Task data:
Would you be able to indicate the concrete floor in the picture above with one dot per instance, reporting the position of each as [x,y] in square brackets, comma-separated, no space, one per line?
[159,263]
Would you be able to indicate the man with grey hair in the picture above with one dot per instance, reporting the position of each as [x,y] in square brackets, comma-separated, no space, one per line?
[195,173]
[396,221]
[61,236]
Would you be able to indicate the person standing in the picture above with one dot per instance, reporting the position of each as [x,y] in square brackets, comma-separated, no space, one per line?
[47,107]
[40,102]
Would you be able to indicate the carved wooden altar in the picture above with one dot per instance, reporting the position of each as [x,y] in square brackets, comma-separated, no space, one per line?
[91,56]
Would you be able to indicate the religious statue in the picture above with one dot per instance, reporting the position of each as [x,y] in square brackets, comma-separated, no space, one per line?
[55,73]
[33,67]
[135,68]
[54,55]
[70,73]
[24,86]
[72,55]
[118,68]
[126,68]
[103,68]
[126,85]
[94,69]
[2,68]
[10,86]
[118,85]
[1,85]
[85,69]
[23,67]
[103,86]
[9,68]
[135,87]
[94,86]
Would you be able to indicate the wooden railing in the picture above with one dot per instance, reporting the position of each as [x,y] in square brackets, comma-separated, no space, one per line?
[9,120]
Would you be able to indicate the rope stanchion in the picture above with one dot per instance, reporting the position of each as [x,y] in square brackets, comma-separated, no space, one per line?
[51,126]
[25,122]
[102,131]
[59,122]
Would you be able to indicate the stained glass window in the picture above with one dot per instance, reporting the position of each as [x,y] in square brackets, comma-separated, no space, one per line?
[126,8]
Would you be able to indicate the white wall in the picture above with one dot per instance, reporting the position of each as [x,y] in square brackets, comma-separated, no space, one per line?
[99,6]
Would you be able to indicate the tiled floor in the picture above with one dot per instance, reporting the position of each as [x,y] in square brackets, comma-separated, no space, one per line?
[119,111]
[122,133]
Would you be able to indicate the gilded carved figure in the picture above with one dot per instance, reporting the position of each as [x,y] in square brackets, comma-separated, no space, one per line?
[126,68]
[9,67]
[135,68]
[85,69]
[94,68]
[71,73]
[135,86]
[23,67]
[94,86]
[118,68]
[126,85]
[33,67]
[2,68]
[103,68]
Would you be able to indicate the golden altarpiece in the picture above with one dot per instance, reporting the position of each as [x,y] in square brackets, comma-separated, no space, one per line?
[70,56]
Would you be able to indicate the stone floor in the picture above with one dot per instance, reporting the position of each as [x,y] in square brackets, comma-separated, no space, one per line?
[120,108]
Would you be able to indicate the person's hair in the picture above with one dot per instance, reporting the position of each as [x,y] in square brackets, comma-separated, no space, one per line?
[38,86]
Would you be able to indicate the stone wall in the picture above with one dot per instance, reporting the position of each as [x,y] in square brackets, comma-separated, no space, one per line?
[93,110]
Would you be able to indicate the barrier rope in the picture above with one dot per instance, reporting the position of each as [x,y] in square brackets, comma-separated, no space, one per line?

What the exercise asks: Only the lines from the one containing "Would you be able to indicate the golden" to the end of the data should be printed, exactly as they stand.

Response below:
Would you be able to indicate the golden altarpiece in the picture above with one dot per instance, reporting the position of each as [x,y] in square brackets, comma-separated, no space, one per line?
[70,56]
Would you be able to indicate the stone floor in the picture above with one dot per instance, reporting the position of each as [x,y] in square brackets, comma-separated, no space, one per line?
[120,108]
Would you be able to indicate the person's hair in the picture above with one dot per instance, reporting the position of each as [x,y] in square brackets, comma-separated, no space, one per line?
[38,86]
Would you be able to indicate the stone wall in the picture above with one dot per instance, reporting the position of each as [x,y] in square brackets, comma-separated, no space, one per line?
[93,110]
Would you be able to indicate the barrier rope in the picture above with one dot per instance, reporting the position of each as [x,y] in square brackets, comma-separated, no space, one per line?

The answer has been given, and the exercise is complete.